→ Source extract:
****************

SE: We worked in a partnership with Section27 to engage with government health officials, particularly in Gauteng, to ensure that hospitals obey the law of access to treatment for pregnant mothers, lactating mothers and children under the age of six, and to ensure that every hospital has a circular informing healthcare workers of this.
What we are witnessing [in healthcare] is the institutionalised xenophobia where healthcare workers and the administrative staff of hospitals and clinics have a prejudice against patients who are migrants.
MM: You have taken people like the premier of Limpopo, Phophi Ramathuba, to the Health Professions Council, when she spoke very harshly to a female Zimbabwean patient, which was circulated on social media.
SE: Phophi Ramathuba is, first and foremost, a medical doctor, and she has taken a Hippocratic oath about how she will conduct herself as a medical doctor. The Health Professions Council found that she had broken that oath and was acting in a manner that contravened the behaviour of a medical doctor. She challenged that finding and it has been going on for two or three years because she [continuously] postpones the hearings when they sit down, and is never available.
MM: How have other leaders in the health field, in the government, influenced this behaviour?
SE: Health department minister Aaron Motsoaledi scapegoats migrants, making unsubstantiated statements that our public facilities are flooded by migrants. Do the maths. There’s about 3-million foreign nationals in our country and we have a population of 65-million people. It’s not plausible to have a tiny percentage “flood” public hospitals.
[Editors: StatsSA’s latest data puts South Africa’s population at 63.1-million and the number of migrants at 2.4-million, noting “census data may fail to capture the recent dynamic and often rapid changes in migration patterns, leading to an underrepresentation of recent or temporary migration events”.]
By scapegoating migrants our attention is detracted from the corruption and mismanagement that is taking place, starting in Gauteng. Instead of talking about the migrants, we should be holding this government to account for addressing rampant corruption, in particular in the health department.

****************

→ What this task involves: Resume the interview on xenophobia toward migrants in South African public healthcare, starting right after its final sentence about holding the government to account for corruption in the health department.

****************

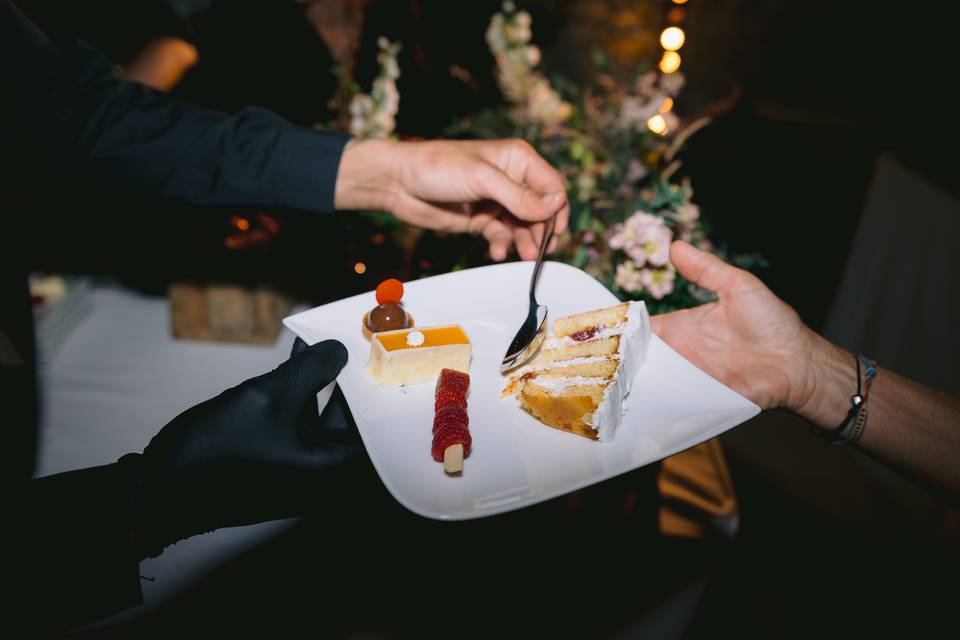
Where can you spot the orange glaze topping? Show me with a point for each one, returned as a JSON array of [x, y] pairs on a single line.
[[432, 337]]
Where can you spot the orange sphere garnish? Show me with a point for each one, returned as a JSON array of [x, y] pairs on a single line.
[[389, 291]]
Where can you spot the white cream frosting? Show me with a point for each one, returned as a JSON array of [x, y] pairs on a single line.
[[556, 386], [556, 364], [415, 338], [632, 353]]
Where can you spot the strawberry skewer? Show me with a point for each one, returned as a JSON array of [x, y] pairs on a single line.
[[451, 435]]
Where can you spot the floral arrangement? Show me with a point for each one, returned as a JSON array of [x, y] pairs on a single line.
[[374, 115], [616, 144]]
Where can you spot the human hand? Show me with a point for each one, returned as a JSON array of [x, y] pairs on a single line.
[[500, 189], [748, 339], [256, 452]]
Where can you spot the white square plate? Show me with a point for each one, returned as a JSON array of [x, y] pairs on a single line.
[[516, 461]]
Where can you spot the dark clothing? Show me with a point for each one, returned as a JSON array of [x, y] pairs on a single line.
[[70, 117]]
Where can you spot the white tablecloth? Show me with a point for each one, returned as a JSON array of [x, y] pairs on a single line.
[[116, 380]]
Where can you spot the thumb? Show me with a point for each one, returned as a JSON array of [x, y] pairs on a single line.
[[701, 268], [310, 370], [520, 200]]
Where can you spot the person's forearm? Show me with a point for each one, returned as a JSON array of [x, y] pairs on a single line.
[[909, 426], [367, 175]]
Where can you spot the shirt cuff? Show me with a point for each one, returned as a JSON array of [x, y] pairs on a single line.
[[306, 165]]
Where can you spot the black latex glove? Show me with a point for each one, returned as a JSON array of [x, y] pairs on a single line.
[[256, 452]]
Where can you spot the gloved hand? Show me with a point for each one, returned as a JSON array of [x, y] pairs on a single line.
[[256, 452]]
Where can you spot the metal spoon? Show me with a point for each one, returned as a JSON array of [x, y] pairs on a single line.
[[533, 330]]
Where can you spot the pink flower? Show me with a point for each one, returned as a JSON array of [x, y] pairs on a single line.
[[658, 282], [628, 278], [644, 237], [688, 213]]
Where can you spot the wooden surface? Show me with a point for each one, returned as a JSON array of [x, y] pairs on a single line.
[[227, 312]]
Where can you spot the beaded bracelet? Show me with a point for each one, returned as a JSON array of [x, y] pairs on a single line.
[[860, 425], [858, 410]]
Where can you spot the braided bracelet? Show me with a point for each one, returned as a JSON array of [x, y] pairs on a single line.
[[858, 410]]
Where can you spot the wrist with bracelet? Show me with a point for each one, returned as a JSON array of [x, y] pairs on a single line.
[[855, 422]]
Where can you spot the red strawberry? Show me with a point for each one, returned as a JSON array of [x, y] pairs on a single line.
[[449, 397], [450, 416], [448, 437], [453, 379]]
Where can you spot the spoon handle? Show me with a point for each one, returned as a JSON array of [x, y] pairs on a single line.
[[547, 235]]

****************

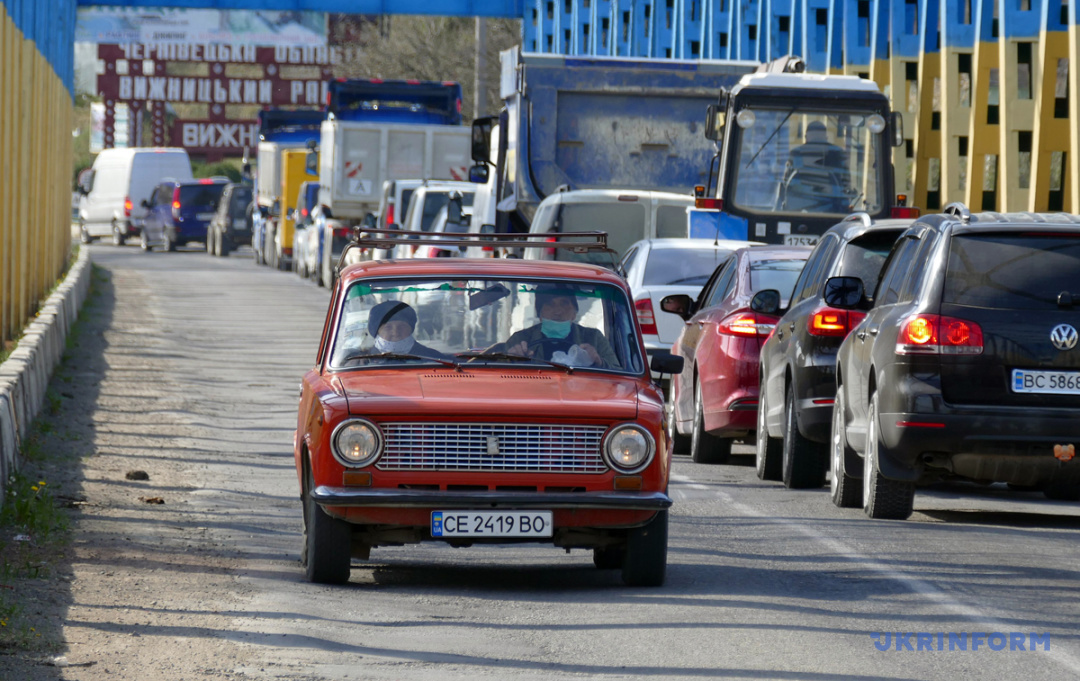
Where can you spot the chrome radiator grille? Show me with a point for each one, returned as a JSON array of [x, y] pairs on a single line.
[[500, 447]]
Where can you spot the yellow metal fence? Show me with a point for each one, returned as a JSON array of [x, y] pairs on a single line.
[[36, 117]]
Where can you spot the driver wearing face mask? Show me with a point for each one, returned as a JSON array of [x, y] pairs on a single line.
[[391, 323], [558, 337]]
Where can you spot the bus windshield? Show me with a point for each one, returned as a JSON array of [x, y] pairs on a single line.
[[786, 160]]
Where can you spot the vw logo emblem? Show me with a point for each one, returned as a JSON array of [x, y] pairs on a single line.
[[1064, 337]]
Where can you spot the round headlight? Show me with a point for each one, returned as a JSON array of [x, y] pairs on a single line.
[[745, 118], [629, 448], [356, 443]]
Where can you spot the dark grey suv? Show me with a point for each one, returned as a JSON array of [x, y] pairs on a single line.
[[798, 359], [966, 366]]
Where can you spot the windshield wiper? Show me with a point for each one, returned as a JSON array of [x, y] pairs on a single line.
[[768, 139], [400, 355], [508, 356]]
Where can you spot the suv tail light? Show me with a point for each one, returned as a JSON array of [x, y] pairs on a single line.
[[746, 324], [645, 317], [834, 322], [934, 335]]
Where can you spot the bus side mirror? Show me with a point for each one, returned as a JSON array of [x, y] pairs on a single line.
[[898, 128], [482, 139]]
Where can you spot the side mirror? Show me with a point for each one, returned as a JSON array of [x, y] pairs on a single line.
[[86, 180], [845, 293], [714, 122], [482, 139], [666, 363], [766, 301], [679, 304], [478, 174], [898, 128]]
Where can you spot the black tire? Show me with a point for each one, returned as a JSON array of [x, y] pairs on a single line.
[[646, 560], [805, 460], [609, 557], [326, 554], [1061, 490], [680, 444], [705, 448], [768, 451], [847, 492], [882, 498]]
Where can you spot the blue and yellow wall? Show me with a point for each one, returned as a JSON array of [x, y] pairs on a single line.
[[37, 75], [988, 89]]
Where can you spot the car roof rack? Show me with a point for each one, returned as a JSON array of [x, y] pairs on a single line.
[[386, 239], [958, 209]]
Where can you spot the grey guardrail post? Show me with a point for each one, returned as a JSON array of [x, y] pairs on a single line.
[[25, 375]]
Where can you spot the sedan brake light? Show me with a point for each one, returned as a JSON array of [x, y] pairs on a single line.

****************

→ Answer section:
MM: How have these kinds of comments about foreigners, which leads to violence and exclusion, become normalised?
SE: With people like [US President] Trump coming into power, it has emboldened xenophobes and reactionary elements who are othering and blaming people, fuelling prejudice because of sexual orientation or being a black person. The level of xenophobic hatred and racism has significantly changed with reactionary leaders like Donald Trump, and across Europe as well.
MM: So what is the biggest policy change that you think we need to see?
SE: We have brilliant policies on health, migrants and refugees. The problem is that we are not holding the government to account to ensure that those policies are enforced and respected, and [are not] allocating proper budgets for public healthcare and quality education.
MM: What would it take to turn the conversation back to dignity and fairness?
SE: We have to go back to organising in communities where people are empowered to understand what is taking place and to take a stand against mismanagement at local government level. We are coming up to local government elections in 2026 and it’s going to be critical for us to make an informed vote and to hold our leaders to account. And we are not doing that, and our democracy is in crisis because of that.